*Text under study*:
I start in Sketchbook Pro doing a few roughs for concept. I can email from the app or call the Art Director to discuss concepts. The topic for this was a fund scandal involving the city comptroller and Peggy Lipton, "Julie" in the original Mod Squad!
There are/were three major players in the scandal, but they only wanted to focus on two, and I HAD to draw the pose "Link" (Link, Pete and Julie! get up on your Mod Squad!) was in! So…
After the rough I move to Painter, where I "ink" the art. I still do love inking conventionally, but I have a thing for what I call "The Impossible Brush." The ink never runs out and you get to Command Z any messed up strokes.
Then, over to Photoshop for the colors. I could color them in Painter, but Photoshop is better and faster at total image manipulation, and I'm used to the interface.
Colors and textures are added and for this an additional mod background and type.
The type was done by "The In-House Art Director" and is in the same style as the Mod Squad opening credits. A soft drop shadow helps it separate from the illustration. The blue-ish color is kind of 2000-ish, and not fitting with the TV show, but I used it to differentiate from the previous weeks illustration.
It's not as "hip" as I wanted. Looking at it now, some oranges and yellows would have been nice. Perhaps a solarized or posterized look. This concept was a straight ahead mash up of what is and what was. (Now that sounds Mod.)

*Stored data*:
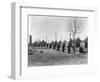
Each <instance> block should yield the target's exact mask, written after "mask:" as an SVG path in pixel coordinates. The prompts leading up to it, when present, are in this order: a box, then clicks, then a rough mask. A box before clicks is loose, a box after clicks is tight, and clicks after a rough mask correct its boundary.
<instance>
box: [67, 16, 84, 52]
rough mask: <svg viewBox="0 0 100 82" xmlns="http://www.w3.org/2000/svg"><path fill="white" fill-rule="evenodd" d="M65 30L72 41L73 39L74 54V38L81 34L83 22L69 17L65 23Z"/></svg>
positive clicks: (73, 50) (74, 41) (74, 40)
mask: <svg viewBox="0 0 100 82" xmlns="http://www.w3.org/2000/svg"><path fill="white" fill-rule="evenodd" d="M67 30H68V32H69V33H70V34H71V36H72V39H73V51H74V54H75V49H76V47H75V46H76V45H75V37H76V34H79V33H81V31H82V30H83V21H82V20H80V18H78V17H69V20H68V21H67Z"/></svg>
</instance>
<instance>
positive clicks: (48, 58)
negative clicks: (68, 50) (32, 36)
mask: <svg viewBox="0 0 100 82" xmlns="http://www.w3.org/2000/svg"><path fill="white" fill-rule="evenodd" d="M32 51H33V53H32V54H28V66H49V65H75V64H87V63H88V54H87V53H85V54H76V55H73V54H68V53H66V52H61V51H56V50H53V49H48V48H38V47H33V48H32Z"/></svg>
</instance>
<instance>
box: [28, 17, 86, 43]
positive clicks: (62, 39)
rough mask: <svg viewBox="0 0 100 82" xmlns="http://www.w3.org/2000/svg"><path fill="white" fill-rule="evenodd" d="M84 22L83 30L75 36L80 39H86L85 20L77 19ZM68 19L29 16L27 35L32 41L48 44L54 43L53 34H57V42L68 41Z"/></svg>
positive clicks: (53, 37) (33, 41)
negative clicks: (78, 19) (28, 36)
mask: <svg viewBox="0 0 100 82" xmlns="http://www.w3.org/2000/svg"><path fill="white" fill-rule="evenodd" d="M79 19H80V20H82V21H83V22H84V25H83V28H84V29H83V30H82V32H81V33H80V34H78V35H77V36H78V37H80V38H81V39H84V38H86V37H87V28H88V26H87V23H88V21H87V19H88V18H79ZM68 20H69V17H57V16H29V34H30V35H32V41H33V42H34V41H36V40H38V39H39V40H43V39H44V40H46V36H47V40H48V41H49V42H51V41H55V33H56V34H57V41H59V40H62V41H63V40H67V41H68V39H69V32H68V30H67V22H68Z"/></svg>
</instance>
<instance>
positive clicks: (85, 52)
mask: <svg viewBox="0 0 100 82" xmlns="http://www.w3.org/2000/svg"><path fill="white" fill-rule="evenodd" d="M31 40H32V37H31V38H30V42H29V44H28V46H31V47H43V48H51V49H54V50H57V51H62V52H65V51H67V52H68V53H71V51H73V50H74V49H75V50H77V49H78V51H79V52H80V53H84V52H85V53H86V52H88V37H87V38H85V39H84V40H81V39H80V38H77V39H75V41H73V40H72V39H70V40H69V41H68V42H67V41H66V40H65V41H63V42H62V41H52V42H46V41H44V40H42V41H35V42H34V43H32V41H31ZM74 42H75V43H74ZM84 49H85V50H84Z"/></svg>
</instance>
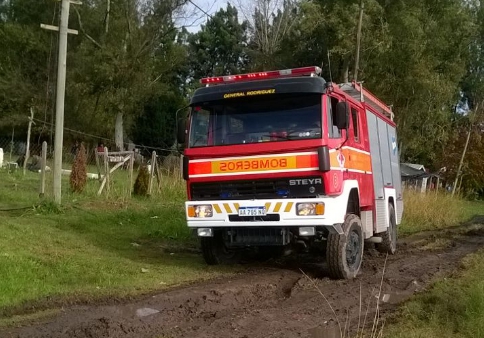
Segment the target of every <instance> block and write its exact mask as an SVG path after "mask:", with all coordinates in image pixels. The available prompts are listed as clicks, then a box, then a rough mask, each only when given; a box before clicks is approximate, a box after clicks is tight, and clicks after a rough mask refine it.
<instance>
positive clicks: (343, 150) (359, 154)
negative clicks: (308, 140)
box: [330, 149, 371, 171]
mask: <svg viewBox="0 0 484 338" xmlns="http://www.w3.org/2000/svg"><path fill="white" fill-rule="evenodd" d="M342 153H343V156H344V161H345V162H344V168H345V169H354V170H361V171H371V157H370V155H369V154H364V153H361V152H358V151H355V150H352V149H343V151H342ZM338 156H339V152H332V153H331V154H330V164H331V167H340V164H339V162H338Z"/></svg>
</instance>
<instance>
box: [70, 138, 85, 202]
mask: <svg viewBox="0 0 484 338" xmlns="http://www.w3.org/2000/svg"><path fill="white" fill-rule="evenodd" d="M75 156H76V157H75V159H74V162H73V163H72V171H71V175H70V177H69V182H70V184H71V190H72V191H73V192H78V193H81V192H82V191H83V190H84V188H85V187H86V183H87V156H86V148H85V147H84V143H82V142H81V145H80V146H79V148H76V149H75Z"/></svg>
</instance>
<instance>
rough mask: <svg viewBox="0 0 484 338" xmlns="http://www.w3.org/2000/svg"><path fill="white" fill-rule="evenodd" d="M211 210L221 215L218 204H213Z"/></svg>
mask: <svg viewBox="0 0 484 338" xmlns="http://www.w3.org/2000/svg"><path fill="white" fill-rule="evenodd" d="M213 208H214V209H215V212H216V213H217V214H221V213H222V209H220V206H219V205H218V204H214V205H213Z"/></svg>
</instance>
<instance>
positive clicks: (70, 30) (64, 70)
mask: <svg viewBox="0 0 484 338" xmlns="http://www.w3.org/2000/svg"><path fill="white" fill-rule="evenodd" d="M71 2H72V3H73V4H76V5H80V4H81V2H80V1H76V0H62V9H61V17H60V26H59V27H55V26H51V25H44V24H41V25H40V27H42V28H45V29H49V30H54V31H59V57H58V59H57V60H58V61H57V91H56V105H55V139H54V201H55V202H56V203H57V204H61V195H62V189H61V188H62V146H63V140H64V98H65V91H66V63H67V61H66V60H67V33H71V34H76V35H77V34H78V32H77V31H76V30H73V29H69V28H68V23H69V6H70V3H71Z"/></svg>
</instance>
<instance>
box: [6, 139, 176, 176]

...

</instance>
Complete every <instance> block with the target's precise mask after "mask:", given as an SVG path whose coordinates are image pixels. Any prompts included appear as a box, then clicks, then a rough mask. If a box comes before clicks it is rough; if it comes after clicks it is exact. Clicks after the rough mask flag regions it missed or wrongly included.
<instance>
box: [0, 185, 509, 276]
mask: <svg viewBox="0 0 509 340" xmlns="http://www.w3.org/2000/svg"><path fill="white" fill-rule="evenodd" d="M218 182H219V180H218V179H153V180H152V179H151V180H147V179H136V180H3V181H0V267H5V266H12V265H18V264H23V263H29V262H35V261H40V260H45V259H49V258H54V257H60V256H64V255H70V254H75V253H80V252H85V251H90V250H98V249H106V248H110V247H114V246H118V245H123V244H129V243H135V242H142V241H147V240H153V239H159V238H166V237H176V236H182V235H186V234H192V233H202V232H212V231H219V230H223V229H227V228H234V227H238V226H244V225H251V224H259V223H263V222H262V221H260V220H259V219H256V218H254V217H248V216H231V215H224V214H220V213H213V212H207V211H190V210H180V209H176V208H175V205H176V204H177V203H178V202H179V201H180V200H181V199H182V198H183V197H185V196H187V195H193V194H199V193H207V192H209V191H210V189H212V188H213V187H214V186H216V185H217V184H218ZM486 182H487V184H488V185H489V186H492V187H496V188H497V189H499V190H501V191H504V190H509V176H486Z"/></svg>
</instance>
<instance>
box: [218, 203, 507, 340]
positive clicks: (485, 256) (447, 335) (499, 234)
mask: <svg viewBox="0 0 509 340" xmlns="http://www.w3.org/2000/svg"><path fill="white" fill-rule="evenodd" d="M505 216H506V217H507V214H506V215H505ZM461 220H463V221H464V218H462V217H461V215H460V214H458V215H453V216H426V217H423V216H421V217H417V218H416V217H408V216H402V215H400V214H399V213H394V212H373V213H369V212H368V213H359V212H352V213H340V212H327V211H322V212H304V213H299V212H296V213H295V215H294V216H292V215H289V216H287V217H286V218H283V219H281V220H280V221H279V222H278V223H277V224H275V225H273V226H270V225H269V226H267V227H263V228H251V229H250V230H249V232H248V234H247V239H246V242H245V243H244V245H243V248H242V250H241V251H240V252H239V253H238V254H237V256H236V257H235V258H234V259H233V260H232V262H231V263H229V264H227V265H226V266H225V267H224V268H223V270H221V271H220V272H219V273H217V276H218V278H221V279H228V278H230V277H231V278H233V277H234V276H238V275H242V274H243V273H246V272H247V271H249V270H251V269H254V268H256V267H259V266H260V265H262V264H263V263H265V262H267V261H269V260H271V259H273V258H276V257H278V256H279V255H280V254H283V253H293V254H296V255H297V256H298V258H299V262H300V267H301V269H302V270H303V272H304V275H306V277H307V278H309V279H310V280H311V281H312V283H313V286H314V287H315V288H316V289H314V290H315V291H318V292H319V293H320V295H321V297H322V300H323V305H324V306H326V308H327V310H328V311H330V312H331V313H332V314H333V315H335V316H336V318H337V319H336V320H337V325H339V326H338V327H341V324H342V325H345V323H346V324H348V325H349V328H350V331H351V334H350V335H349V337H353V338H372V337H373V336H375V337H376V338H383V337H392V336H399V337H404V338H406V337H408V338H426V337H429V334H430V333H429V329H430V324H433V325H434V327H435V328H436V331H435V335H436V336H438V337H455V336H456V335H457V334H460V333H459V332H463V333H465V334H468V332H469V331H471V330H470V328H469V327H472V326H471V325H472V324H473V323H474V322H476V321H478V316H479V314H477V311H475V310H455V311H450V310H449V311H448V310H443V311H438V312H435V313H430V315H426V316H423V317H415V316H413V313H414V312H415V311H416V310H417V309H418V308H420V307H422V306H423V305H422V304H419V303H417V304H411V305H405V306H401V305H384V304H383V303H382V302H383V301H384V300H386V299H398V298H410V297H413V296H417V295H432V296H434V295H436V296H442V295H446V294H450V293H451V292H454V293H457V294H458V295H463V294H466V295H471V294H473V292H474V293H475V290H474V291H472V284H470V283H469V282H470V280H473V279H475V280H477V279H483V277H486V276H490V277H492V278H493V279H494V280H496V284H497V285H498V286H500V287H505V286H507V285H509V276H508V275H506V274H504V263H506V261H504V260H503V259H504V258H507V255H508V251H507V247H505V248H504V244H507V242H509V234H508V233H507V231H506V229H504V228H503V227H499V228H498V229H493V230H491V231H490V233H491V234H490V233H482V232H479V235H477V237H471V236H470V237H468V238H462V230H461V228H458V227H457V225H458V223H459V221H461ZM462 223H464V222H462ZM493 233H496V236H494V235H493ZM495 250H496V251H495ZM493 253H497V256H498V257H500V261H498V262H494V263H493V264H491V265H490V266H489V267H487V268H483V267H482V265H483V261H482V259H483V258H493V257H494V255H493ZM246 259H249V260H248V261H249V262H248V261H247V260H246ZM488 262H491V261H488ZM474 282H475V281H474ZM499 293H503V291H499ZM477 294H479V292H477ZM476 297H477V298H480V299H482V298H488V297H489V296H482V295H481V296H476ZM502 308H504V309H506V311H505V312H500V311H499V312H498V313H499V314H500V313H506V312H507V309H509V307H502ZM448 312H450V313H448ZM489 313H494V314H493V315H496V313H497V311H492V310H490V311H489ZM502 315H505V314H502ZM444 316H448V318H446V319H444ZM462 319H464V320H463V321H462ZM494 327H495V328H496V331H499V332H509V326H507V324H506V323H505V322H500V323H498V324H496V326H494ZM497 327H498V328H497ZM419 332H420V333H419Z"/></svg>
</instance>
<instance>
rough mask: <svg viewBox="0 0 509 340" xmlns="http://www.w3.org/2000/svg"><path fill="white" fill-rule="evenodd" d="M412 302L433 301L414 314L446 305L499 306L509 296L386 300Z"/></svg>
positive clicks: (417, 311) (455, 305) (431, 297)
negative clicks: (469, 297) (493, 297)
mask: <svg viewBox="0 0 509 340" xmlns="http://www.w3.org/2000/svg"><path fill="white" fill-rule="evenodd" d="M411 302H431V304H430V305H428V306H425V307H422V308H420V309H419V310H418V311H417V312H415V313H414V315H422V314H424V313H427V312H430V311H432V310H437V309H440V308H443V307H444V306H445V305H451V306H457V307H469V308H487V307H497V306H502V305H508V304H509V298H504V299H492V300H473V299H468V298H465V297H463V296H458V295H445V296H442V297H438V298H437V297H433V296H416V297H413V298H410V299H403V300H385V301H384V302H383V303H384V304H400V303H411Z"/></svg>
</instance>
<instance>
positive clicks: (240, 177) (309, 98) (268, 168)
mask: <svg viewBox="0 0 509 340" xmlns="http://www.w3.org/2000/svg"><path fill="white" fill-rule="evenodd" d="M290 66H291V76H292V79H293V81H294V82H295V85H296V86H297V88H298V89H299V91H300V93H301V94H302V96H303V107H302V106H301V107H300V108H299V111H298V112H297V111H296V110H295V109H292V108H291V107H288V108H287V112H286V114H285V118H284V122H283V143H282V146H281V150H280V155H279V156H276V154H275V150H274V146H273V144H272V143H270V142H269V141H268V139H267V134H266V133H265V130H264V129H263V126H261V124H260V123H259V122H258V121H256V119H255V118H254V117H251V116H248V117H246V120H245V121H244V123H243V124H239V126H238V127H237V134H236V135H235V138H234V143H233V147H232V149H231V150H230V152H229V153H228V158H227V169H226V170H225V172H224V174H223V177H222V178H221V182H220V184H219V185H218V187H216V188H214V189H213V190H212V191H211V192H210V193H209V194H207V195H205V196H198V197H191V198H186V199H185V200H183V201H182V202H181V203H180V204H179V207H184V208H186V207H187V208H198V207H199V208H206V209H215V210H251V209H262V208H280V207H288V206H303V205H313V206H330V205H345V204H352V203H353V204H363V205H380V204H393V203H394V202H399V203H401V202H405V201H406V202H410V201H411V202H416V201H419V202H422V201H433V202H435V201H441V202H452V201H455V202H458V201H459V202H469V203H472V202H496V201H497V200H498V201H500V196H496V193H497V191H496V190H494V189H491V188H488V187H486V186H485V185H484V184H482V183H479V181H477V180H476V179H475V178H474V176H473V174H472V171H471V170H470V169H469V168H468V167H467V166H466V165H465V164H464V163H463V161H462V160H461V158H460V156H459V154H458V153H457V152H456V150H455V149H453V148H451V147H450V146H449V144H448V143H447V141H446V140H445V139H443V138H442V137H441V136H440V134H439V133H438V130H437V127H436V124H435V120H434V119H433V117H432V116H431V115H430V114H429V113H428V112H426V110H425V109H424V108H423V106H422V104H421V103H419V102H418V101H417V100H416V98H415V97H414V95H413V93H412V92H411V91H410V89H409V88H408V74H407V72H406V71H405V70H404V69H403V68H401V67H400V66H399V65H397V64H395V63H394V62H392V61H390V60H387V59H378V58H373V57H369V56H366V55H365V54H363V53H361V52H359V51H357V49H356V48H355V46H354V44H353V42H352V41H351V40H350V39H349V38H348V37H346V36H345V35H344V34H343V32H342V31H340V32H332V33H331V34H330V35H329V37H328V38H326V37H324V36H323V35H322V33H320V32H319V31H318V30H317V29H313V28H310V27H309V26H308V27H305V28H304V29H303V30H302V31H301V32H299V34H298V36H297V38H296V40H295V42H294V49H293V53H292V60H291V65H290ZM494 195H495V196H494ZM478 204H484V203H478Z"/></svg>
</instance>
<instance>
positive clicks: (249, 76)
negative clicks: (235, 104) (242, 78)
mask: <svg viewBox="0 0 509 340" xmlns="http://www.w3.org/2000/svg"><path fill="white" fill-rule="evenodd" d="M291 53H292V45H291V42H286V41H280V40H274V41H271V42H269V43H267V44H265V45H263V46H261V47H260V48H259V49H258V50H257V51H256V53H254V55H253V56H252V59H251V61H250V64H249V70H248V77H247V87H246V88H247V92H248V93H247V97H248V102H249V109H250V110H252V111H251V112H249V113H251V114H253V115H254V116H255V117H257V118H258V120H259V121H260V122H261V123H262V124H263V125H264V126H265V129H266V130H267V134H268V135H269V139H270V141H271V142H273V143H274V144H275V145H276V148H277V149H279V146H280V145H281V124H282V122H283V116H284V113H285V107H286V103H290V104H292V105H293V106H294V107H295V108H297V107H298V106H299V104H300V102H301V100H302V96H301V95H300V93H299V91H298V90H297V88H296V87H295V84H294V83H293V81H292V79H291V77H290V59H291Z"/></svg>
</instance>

*Check your understanding*:
**A.** Please give the illustration workflow text again, starting with "I start in Sketchbook" and going on through "to the interface.", and switch "Photoshop" to "GIMP".
**B.** In the illustration workflow text, which program is used to ink the art?
**C.** Write the next part of the illustration workflow text, picking up after its final sentence.

*Answers for the exercise*:
**A.**
I start in Sketchbook Pro doing a few roughs for concept. I can email from the app or call the Art Director to discuss concepts. The topic for this was a fund scandal involving the city comptroller and Peggy Lipton, "Julie" in the original Mod Squad!
There are/were three major players in the scandal, but they only wanted to focus on two, and I HAD to draw the pose "Link" (Link, Pete and Julie! get up on your Mod Squad!) was in! So…
After the rough I move to Painter, where I "ink" the art. I still do love inking conventionally, but I have a thing for what I call "The Impossible Brush." The ink never runs out and you get to Command Z any messed up strokes.
Then, over to GIMP for the colors. I could color them in Painter, but GIMP is better and faster at total image manipulation, and I'm used to the interface.

**B.** Painter.

**C.**
For the NYC Tugboat Strike the concept was more metaphorical. My original idea was to use a version of Tommy the Tugboat, or more like his New York cousin, who's on strike. The AD didn't think there was anything funny in the article so we were going to go with a straight shot of a tug with a strike banner. I though the banner would be too small to read and then had the Eisner-esque idea of putting it in the water.
Whompped it up in Painter with "The Impossible Brush"…
…and then colorfied in Photoshop.
I'm trying to break myself of the horrible tendency to work zoomed in. You wind up putting in to much detail, making "hay" and wasting time. I like to look at the finish as the file icon in my finder window. I use a reducing glass when I work conventionally.
Just finished this coming week Village Voice illustration, another Bloomberg. I'll eventually post them all here I think. The next project to finish is the comic book inked in Illustrator, that and yet another secret project!